[RECORDS SUPPLIED]
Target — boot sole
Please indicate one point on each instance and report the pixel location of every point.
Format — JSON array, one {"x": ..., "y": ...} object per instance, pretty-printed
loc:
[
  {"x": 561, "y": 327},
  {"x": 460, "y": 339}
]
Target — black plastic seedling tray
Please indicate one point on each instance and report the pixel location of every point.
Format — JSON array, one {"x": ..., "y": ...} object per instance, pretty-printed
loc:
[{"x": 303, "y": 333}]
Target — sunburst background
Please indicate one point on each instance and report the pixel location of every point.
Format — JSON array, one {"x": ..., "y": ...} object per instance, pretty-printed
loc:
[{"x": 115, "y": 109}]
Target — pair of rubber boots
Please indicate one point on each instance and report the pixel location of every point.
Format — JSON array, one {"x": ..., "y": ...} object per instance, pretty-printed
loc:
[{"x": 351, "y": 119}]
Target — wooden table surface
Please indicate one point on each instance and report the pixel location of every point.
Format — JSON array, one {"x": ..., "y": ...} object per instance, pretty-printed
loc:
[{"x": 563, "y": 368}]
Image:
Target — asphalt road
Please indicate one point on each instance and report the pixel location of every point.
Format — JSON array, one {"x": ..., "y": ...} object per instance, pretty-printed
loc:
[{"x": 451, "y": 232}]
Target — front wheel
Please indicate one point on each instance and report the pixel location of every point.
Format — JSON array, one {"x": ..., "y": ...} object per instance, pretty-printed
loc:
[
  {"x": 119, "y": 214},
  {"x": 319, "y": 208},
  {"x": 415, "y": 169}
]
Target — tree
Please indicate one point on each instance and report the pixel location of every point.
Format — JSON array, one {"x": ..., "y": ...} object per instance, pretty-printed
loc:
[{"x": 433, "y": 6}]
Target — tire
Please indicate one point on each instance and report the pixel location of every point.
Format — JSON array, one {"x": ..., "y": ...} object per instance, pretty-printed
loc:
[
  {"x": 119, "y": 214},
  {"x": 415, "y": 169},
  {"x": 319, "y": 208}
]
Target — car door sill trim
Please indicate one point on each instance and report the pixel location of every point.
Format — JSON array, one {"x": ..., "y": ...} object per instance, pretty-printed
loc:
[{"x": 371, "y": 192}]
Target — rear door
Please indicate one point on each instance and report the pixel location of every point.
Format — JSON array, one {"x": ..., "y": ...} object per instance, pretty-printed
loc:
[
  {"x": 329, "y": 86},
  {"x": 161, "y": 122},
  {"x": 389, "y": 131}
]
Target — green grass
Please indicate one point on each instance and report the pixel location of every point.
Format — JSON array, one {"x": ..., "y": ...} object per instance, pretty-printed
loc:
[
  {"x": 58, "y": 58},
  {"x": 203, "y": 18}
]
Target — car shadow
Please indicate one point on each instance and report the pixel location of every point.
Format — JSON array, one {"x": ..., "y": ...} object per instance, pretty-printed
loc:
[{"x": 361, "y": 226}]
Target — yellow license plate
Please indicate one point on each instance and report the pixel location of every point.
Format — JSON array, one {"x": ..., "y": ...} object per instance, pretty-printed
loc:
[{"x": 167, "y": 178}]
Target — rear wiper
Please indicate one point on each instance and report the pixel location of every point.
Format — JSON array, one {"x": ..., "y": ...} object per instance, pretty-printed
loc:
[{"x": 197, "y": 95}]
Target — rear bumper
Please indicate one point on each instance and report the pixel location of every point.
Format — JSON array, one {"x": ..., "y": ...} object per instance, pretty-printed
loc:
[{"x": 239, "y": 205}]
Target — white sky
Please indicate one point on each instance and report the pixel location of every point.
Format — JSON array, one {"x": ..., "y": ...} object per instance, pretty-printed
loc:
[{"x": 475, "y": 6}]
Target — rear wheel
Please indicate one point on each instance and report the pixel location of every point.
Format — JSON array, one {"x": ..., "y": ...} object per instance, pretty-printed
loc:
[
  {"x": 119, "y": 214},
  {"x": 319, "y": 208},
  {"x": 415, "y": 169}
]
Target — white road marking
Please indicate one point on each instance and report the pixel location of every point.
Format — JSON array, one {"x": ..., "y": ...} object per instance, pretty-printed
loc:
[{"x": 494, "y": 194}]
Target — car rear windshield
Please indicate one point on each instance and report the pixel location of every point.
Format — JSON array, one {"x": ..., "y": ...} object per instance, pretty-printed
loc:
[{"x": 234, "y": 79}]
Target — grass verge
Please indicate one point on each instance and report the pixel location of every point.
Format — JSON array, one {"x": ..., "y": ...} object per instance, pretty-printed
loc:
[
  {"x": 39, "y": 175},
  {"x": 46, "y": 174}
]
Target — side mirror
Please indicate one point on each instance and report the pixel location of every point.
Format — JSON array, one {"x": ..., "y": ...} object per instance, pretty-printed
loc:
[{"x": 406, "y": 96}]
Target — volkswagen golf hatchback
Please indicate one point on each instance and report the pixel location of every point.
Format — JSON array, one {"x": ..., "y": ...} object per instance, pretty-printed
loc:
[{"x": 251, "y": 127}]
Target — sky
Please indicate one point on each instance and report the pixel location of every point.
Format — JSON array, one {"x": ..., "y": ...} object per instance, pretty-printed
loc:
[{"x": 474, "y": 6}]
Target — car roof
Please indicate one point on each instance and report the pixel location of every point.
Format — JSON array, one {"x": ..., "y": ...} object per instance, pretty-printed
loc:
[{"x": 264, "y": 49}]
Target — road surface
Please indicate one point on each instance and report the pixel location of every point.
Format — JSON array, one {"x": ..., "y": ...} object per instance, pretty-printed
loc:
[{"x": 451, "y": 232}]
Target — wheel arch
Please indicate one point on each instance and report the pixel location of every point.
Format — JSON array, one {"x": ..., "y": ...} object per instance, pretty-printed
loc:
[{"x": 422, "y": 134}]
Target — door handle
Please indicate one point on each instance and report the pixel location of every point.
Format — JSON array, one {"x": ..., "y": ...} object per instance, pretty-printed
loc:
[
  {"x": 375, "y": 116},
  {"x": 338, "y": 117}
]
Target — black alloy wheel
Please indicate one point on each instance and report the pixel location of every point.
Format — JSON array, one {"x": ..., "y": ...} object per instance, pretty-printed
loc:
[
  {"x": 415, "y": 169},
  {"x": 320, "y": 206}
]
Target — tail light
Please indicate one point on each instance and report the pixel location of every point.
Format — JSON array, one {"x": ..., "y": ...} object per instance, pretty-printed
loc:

[TASK PROMPT]
Please quote exactly the lines from the one containing "Target — door handle" through the last line of the records above, both included, and nothing else.

[ANSWER BELOW]
Target — door handle
Please indicate one point on each instance and report the pixel location of every point.
Format — JSON array, one {"x": ..., "y": ...} object per instance, pretty-printed
loc:
[
  {"x": 375, "y": 116},
  {"x": 338, "y": 117}
]
Target — black alloy wheel
Please indicate one point on each instance and report the pixel location of every point.
Format — JSON array, one {"x": ..., "y": ...} object per instance, pretty-printed
loc:
[
  {"x": 415, "y": 169},
  {"x": 320, "y": 206}
]
Target — tail light
Please indicate one point on each instance and report the pixel location of every point.
Format — JSON array, one {"x": ..., "y": ...} object per instance, pretty-printed
loc:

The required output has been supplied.